(Point labeling dataset excerpts)
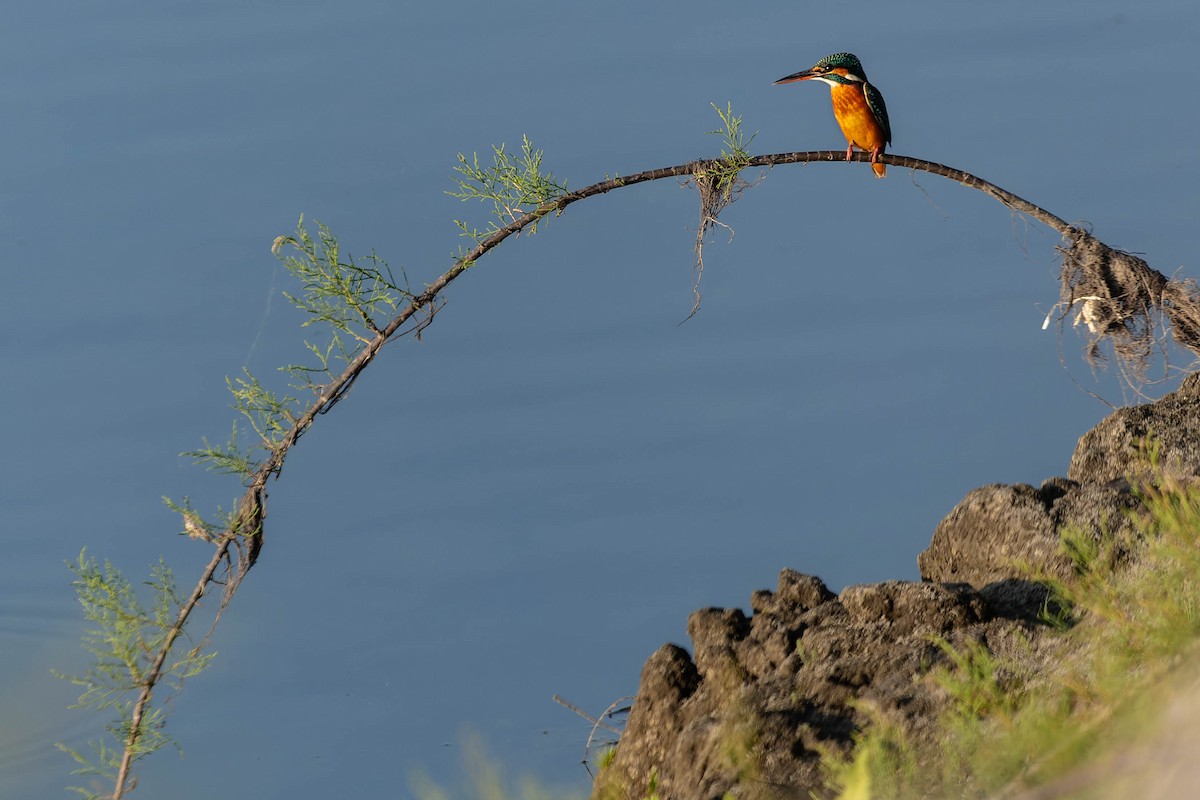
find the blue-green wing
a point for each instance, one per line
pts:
(879, 108)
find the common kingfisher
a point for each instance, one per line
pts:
(857, 104)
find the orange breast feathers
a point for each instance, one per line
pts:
(858, 125)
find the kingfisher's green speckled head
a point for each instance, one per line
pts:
(838, 68)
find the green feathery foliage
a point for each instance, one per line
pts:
(515, 185)
(125, 639)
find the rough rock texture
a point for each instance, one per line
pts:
(761, 697)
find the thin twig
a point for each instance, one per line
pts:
(252, 505)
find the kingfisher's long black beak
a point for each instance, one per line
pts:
(795, 77)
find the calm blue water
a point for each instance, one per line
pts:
(532, 499)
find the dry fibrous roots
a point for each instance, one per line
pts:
(1121, 300)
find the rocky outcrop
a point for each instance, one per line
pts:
(763, 696)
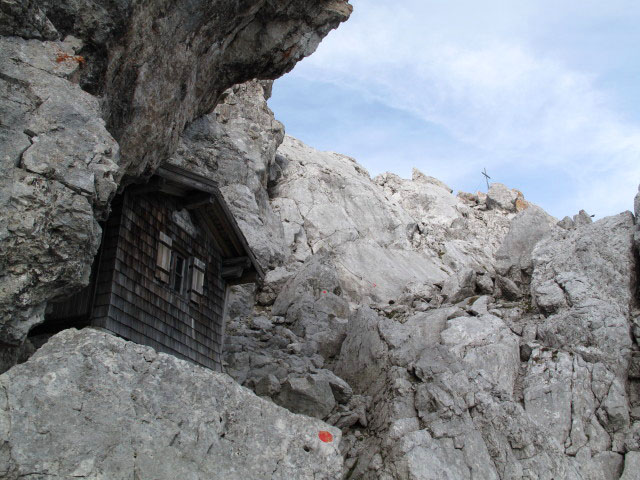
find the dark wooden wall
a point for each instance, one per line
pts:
(133, 303)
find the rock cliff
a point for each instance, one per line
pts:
(468, 336)
(96, 94)
(475, 336)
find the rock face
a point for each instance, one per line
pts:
(467, 336)
(95, 94)
(90, 405)
(236, 146)
(510, 356)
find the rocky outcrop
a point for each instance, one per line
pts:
(236, 145)
(491, 370)
(93, 406)
(60, 170)
(97, 94)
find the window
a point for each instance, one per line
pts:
(163, 260)
(197, 279)
(177, 282)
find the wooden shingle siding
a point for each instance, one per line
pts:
(133, 303)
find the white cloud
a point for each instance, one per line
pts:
(488, 87)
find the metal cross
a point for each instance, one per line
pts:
(487, 177)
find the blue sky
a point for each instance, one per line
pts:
(545, 95)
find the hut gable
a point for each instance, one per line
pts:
(170, 250)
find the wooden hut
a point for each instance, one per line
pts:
(170, 250)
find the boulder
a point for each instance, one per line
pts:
(90, 405)
(513, 258)
(310, 395)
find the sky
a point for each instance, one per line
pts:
(543, 94)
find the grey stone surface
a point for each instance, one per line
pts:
(90, 405)
(156, 67)
(236, 145)
(502, 197)
(513, 258)
(60, 171)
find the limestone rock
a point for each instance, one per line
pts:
(310, 395)
(60, 170)
(156, 67)
(513, 258)
(631, 466)
(503, 197)
(88, 404)
(235, 145)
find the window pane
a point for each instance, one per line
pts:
(178, 274)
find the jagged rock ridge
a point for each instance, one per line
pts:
(95, 94)
(467, 336)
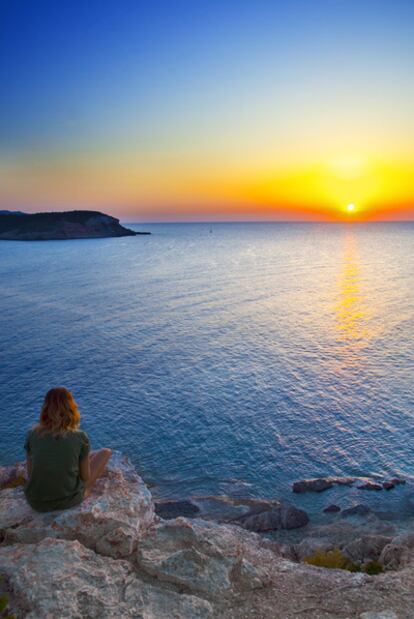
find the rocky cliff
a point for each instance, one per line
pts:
(113, 557)
(60, 226)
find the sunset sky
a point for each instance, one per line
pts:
(215, 110)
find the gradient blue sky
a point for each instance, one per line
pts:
(183, 110)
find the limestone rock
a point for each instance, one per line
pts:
(202, 557)
(382, 614)
(62, 579)
(366, 548)
(357, 510)
(370, 485)
(319, 484)
(283, 517)
(111, 520)
(312, 485)
(174, 509)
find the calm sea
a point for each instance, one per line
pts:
(223, 358)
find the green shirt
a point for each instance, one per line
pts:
(54, 482)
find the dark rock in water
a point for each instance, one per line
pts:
(332, 509)
(366, 548)
(61, 226)
(312, 485)
(174, 509)
(370, 485)
(357, 510)
(283, 517)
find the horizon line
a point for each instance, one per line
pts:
(269, 221)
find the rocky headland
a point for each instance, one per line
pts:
(60, 226)
(121, 554)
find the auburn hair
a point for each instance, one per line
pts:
(59, 412)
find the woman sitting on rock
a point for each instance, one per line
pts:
(61, 471)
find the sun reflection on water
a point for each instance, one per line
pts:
(352, 312)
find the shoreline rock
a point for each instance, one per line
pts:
(61, 226)
(113, 557)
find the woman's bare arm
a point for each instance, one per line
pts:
(84, 469)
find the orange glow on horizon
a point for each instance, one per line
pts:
(216, 190)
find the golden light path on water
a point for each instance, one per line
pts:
(352, 310)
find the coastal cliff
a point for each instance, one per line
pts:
(60, 226)
(113, 557)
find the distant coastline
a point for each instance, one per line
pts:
(18, 226)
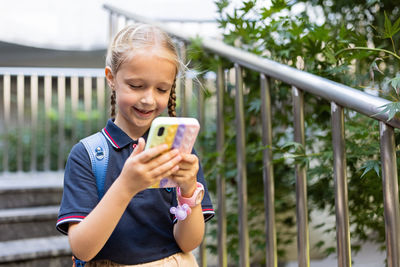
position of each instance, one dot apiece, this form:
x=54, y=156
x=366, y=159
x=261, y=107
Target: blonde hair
x=138, y=36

**Instructions for the task**. Repeat each entry precisely as it appears. Leave the pictures out.

**Answer for the task**.
find the blue-green wing
a point for each instance, one per line
pts:
(879, 108)
find the common kingfisher
a point for each instance, one per line
pts:
(857, 104)
find the orange breast feathers
a point for each instance, one per line
pts:
(858, 125)
find the kingfisher's green speckled head
a point for each instance, one per line
pts:
(838, 68)
find the green feathery foliage
a point for each instance, one per line
pts:
(515, 185)
(125, 639)
find the rough rock texture
a point for each instance, one per line
pts:
(761, 697)
find the thin twig
a point for each instance, one per line
pts:
(252, 505)
find the kingfisher's long black beak
a point for each instance, one per line
pts:
(795, 77)
find the calm blue water
a point for each instance, one per line
pts:
(532, 499)
find the dry fibrous roots
a point for each instance, one per line
pts:
(1121, 300)
find the rocky outcrop
a point for each instance, one per line
pts:
(763, 696)
find the dark wooden wall
a point for each instance, one per line
pts:
(133, 303)
find the rock cliff
a point for each instance, one per line
pts:
(468, 336)
(96, 94)
(475, 336)
find the rock face
a point for each instance, one per line
pts:
(467, 336)
(95, 94)
(90, 405)
(236, 146)
(510, 356)
find the rocky outcrop
a point for each instance, one per line
pts:
(236, 145)
(491, 370)
(93, 406)
(60, 170)
(97, 94)
find the window
a point for each instance, one per line
pts:
(163, 260)
(197, 279)
(177, 282)
find the wooden shingle siding
a point for each instance, one per line
pts:
(133, 303)
find the white cloud
a point for each instance, one per line
pts:
(488, 87)
find the metal cross
a point for each instance, one per line
pts:
(487, 177)
find the blue sky
a point for each instance, one per line
pts:
(545, 95)
find the hut gable
a point for each instance, one per line
pts:
(170, 250)
find the wooden hut
a point for each instance, one per line
pts:
(170, 250)
find the boulder
a point for each instance, one per line
pts:
(90, 405)
(513, 258)
(310, 395)
find the sky
a point for each instance, one per line
pts:
(543, 94)
find the grey stone surface
a point for each instance, one per line
pts:
(90, 405)
(156, 67)
(236, 145)
(502, 197)
(513, 258)
(60, 171)
find the limestone rock
a point for each instance, one per line
pts:
(310, 395)
(60, 170)
(156, 67)
(513, 258)
(631, 466)
(503, 197)
(88, 404)
(235, 145)
find the window pane
a point for each instance, one per line
pts:
(178, 274)
find the jagged rock ridge
a point for each instance, one per line
pts:
(95, 94)
(467, 336)
find the rocky cliff
a point for each instance, one per line
pts:
(113, 557)
(60, 226)
find the sunset sky
a point for each instance, one per line
pts:
(215, 110)
find the gradient blue sky
a point for each instance, one per line
pts:
(183, 110)
find the limestone rock
a point for each instance, one per line
pts:
(202, 557)
(382, 614)
(62, 579)
(366, 548)
(357, 510)
(370, 485)
(319, 484)
(283, 517)
(111, 520)
(312, 485)
(174, 509)
find the calm sea
a point for each instance, one per line
pts:
(223, 358)
find the green shirt
a point for each instance, one per line
pts:
(54, 482)
find the dark rock in water
a point for each instance, one per line
pts:
(332, 509)
(366, 548)
(61, 226)
(312, 485)
(174, 509)
(370, 485)
(357, 510)
(283, 517)
find the horizon line
a point for each instance, one per line
pts:
(269, 221)
find the rocky headland
a point for each instance, one per line
pts:
(60, 226)
(121, 554)
find the auburn hair
a point for each instance, one per line
pts:
(59, 412)
find the woman sitting on rock
a point for each instance, one per line
pts:
(61, 471)
find the sun reflection on water
a point for each instance, one per line
pts:
(352, 312)
find the shoreline rock
a point for each instance, one per line
pts:
(61, 226)
(113, 557)
find the woman's bare arm
a point for each instance, one per line
pts:
(84, 469)
find the orange glow on horizon
a point for each instance, one per line
pts:
(216, 190)
find the golden light path on water
a point for each instance, one per line
pts:
(352, 310)
find the coastal cliff
a point for each instance, one per line
pts:
(60, 226)
(113, 557)
find the distant coastline
a point for each instance, one per line
pts:
(18, 226)
position of each instance, one dot apiece, this form:
x=54, y=156
x=366, y=159
x=261, y=107
Target: blonde hair
x=138, y=36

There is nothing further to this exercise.